▸ Directive:
Pull out every line in the rows below that contains the string "Category".
BEGIN Provided data
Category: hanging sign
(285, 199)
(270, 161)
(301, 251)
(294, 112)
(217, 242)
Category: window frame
END Provided data
▸ Right answer:
Category: hanging sign
Category: window frame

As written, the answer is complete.